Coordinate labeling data
★ ★ ★ ★ ★ ★ ★

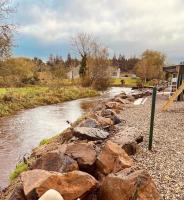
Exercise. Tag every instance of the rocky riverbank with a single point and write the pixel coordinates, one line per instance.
(94, 159)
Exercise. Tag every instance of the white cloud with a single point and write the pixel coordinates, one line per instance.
(127, 26)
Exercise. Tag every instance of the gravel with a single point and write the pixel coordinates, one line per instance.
(165, 162)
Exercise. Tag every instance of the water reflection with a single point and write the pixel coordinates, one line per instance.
(22, 132)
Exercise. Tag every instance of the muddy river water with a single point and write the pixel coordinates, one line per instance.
(23, 131)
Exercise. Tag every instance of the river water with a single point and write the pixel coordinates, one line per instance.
(23, 131)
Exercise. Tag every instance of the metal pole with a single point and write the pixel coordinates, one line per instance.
(152, 117)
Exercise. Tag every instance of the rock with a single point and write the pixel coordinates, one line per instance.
(51, 195)
(123, 95)
(130, 98)
(91, 123)
(55, 161)
(138, 95)
(137, 185)
(114, 105)
(104, 121)
(17, 193)
(128, 139)
(130, 148)
(120, 100)
(71, 185)
(90, 133)
(108, 113)
(32, 180)
(83, 153)
(129, 133)
(69, 164)
(113, 159)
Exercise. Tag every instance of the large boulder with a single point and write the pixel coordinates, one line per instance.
(104, 122)
(137, 185)
(70, 185)
(128, 139)
(17, 193)
(54, 161)
(91, 123)
(84, 153)
(51, 195)
(114, 105)
(86, 133)
(112, 158)
(108, 113)
(121, 100)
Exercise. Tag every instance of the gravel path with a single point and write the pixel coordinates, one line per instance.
(166, 162)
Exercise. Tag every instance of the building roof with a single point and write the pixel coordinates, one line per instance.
(173, 68)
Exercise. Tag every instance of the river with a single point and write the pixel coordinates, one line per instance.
(23, 131)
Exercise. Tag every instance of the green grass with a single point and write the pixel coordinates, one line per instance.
(21, 167)
(129, 81)
(15, 99)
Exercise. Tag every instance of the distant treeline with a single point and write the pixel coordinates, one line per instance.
(125, 64)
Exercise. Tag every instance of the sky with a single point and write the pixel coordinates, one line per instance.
(124, 26)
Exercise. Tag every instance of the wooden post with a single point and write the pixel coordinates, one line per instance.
(152, 118)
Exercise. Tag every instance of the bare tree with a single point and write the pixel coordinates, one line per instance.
(6, 29)
(82, 44)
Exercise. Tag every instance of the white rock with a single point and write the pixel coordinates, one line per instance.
(51, 195)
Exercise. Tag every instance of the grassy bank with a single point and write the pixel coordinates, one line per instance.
(130, 82)
(15, 99)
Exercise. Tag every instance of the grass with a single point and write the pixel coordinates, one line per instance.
(21, 167)
(129, 81)
(15, 99)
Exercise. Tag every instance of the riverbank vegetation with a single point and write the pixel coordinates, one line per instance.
(15, 99)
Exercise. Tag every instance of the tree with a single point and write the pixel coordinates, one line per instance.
(151, 65)
(6, 30)
(82, 44)
(68, 62)
(94, 61)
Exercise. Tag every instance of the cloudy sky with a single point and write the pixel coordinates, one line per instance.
(124, 26)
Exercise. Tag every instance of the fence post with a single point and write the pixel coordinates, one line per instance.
(152, 117)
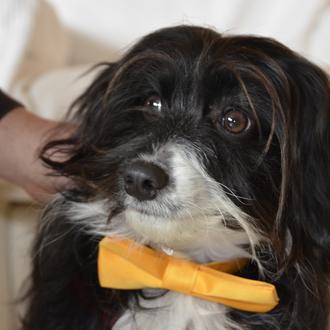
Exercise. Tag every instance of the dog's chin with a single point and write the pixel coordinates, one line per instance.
(173, 232)
(197, 237)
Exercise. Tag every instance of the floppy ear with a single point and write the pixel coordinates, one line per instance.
(305, 196)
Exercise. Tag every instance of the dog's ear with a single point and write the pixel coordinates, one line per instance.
(304, 213)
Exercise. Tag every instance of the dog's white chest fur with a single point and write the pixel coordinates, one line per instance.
(176, 312)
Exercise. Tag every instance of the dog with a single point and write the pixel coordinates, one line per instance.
(201, 145)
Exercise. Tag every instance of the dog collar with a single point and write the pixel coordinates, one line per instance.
(126, 265)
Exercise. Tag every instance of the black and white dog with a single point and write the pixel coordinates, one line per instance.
(205, 146)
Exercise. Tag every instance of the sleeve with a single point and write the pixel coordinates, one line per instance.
(7, 104)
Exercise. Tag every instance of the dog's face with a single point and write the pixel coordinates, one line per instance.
(194, 139)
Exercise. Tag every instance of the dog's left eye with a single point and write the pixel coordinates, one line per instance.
(154, 102)
(235, 121)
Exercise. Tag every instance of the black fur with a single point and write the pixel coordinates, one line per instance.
(281, 164)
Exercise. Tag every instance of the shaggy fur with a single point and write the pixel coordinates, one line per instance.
(241, 127)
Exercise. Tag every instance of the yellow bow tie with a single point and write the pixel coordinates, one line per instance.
(123, 264)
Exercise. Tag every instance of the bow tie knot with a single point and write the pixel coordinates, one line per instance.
(175, 276)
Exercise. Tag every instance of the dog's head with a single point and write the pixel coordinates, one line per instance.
(197, 140)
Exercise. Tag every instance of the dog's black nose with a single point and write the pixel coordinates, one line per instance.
(144, 179)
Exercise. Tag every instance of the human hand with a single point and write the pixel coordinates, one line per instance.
(22, 134)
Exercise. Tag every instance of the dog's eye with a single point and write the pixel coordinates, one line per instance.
(235, 121)
(154, 102)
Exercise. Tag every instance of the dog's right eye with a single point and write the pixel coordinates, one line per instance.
(154, 102)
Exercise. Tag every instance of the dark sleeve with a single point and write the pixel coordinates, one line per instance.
(7, 104)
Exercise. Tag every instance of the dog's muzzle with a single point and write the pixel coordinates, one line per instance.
(143, 180)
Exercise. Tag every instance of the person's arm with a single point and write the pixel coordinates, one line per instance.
(21, 135)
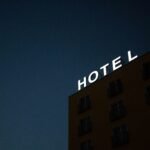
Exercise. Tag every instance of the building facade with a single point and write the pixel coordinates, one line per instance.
(113, 112)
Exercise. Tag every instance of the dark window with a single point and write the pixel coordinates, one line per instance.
(84, 104)
(86, 145)
(117, 111)
(147, 95)
(85, 126)
(115, 88)
(146, 71)
(120, 136)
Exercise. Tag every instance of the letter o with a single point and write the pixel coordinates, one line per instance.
(93, 76)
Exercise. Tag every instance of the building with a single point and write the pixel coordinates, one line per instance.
(113, 112)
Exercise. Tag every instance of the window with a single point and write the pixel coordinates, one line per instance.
(115, 88)
(85, 126)
(146, 71)
(147, 95)
(120, 136)
(87, 145)
(117, 111)
(84, 104)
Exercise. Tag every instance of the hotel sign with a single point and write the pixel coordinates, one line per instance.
(94, 75)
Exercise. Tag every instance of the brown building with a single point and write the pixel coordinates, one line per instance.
(113, 112)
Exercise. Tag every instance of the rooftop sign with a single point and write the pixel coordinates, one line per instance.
(94, 75)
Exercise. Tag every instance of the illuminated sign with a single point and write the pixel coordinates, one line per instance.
(94, 75)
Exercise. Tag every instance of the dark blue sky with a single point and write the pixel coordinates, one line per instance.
(45, 47)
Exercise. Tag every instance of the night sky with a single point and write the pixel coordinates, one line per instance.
(45, 47)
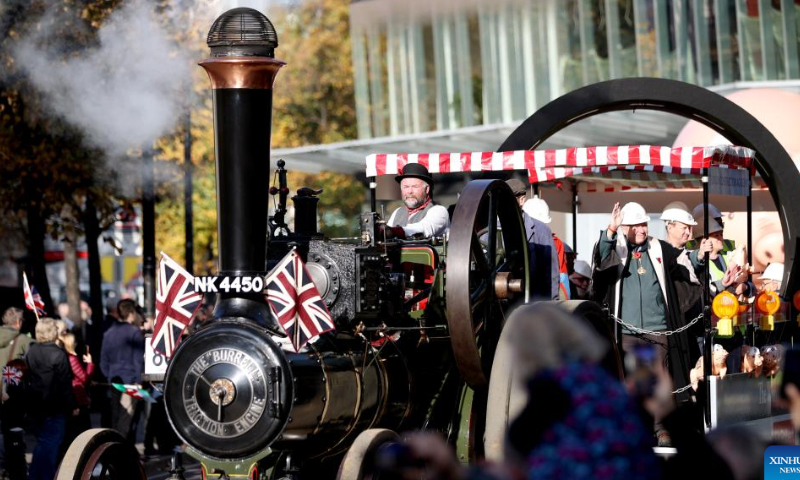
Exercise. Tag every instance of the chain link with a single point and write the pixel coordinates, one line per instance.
(665, 333)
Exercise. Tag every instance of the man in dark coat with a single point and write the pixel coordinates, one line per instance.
(641, 281)
(122, 361)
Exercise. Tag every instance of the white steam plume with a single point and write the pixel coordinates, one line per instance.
(124, 93)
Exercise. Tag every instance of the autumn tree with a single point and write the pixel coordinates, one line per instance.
(44, 162)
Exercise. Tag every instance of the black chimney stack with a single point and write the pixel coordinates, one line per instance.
(242, 71)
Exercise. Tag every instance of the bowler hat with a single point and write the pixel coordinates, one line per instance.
(415, 170)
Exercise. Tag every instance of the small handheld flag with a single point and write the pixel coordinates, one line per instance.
(176, 304)
(33, 301)
(296, 302)
(11, 375)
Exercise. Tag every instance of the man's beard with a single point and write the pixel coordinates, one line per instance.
(412, 202)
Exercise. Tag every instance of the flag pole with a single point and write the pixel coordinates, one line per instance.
(29, 294)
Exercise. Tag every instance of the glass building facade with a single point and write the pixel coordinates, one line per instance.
(423, 66)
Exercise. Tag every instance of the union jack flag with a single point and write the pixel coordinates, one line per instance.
(176, 304)
(11, 375)
(33, 301)
(296, 302)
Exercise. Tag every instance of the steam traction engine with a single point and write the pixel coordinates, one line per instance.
(416, 321)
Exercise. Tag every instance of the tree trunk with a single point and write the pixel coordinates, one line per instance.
(91, 226)
(36, 232)
(70, 243)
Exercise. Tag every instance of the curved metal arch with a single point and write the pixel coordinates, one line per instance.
(693, 102)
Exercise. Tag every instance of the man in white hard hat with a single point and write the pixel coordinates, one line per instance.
(641, 281)
(538, 208)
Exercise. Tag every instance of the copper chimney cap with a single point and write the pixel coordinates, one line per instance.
(242, 32)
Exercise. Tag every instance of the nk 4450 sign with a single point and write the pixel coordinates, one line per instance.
(228, 284)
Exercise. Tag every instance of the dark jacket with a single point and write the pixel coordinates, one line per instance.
(122, 356)
(48, 381)
(543, 258)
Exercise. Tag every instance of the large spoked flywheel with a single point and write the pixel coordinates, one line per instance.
(487, 271)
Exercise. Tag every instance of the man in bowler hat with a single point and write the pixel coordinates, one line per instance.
(419, 216)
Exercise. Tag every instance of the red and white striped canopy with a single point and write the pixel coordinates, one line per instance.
(595, 168)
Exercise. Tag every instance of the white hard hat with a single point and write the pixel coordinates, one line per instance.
(774, 271)
(713, 211)
(633, 214)
(713, 227)
(582, 268)
(538, 209)
(678, 212)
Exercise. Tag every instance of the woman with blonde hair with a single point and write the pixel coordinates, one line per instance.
(81, 378)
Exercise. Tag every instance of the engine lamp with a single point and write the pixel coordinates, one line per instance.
(767, 303)
(725, 306)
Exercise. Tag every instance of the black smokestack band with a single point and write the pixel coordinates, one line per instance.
(242, 72)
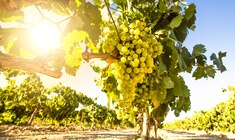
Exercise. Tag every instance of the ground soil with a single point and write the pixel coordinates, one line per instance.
(12, 132)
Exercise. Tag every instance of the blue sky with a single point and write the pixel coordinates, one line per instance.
(215, 29)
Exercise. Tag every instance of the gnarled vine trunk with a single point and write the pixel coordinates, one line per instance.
(146, 130)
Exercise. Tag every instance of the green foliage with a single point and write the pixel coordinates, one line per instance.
(219, 118)
(146, 43)
(58, 105)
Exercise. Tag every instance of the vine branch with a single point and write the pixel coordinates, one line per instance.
(106, 4)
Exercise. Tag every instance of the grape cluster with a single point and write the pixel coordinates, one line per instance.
(137, 49)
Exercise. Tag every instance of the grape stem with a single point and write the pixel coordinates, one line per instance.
(106, 4)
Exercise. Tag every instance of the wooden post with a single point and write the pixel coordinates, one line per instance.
(145, 132)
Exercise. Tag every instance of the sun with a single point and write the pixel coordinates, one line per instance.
(46, 35)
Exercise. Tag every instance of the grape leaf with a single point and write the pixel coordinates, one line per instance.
(204, 72)
(168, 84)
(185, 60)
(218, 61)
(176, 21)
(180, 33)
(190, 11)
(198, 49)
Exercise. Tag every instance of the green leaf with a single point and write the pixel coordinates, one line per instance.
(88, 18)
(198, 49)
(204, 72)
(190, 11)
(185, 60)
(218, 61)
(180, 33)
(167, 82)
(176, 21)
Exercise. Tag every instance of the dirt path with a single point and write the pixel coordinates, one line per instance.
(194, 135)
(74, 133)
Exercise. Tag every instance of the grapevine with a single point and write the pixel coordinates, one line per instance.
(137, 49)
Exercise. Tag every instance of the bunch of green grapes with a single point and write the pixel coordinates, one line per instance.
(137, 49)
(144, 90)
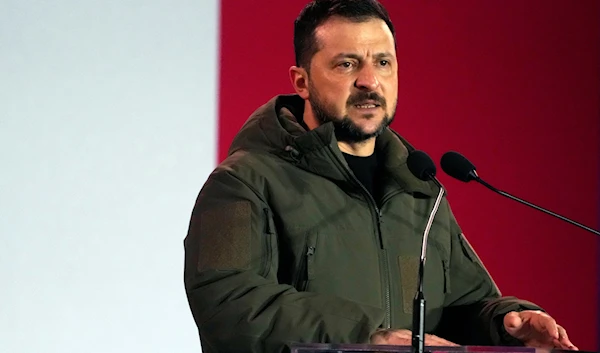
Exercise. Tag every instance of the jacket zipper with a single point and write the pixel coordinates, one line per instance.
(309, 252)
(269, 231)
(383, 260)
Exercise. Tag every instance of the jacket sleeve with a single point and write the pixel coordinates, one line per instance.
(231, 280)
(474, 308)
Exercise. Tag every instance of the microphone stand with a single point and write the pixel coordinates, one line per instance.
(418, 327)
(474, 176)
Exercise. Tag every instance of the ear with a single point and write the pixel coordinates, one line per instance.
(299, 78)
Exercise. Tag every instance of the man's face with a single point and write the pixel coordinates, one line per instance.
(353, 78)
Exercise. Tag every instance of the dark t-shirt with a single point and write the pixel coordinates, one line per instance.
(365, 170)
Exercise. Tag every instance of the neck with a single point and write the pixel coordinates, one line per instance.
(361, 149)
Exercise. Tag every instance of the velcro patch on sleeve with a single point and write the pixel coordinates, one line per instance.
(225, 237)
(409, 273)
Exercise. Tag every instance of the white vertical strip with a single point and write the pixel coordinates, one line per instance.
(107, 132)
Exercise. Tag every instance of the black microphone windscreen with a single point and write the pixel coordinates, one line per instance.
(457, 166)
(421, 165)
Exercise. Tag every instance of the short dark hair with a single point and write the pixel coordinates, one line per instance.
(318, 11)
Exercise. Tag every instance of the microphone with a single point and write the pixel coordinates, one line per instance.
(422, 166)
(459, 167)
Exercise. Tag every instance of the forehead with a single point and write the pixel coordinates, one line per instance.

★ ★ ★ ★ ★ ★ ★

WHAT YOU NEED TO DO ▸ Your task is to quote exactly the lines from the one with "Exercise. Tag every instance of the bunch" through the end of the material, both included, without reproducing any pictures.

TASK RESULT ▸
Exercise. Tag every instance of the bunch of green grapes with a single point and write the pixel coordinates, one line per instance.
(137, 49)
(144, 90)
Exercise. Tag every instance of the jacket zipper with a single point and write the pixel coordinates, one line per instance.
(309, 252)
(269, 231)
(383, 260)
Exercise. Tag every instance of the jacket sleeve with a single point and write the pixel coordinates, one line per instance.
(231, 280)
(474, 308)
Exercise. Tag every instance of the microphone stand with a single point and write the pixel coordinates, one line per instance.
(418, 327)
(474, 176)
Exercise. Tag every instance of the ear with a single point and write the pixel coordinates, one line per instance.
(299, 78)
Exercise. Tag every instance of the man's face with a single point and write the pixel coordinates, one line per instance.
(353, 78)
Exercise. Tag every instance of the dark t-shirt with a single point and write the pixel coordinates, one line per instance.
(365, 170)
Exercise. Tag every instance of the neck with a single point and write the pixel coordinates, one line per instance.
(361, 149)
Exercise. Tag every instance of the velcro patch on sleeve with a single point and write the pixel coordinates, one line per instance.
(225, 237)
(409, 273)
Exercise. Tag every instance of the white vertical strip with a single point and write the pixel coordinates, one line per instance.
(107, 132)
Exercise. Tag every instance of the black microphone windscreen with a single point and write the pixel coordinates, one line per instance.
(457, 166)
(421, 165)
Exercise. Tag every instance of the short dark hair with a single point and write the pixel coordinates, one line per instance.
(318, 11)
Exercise. Tag every instance of the microphone with a single point and write the pixel coordinates, one line per instance.
(422, 166)
(459, 167)
Exercise. Tag every instance of the forehead with a single point and write the pixel coordinates, one line per instance.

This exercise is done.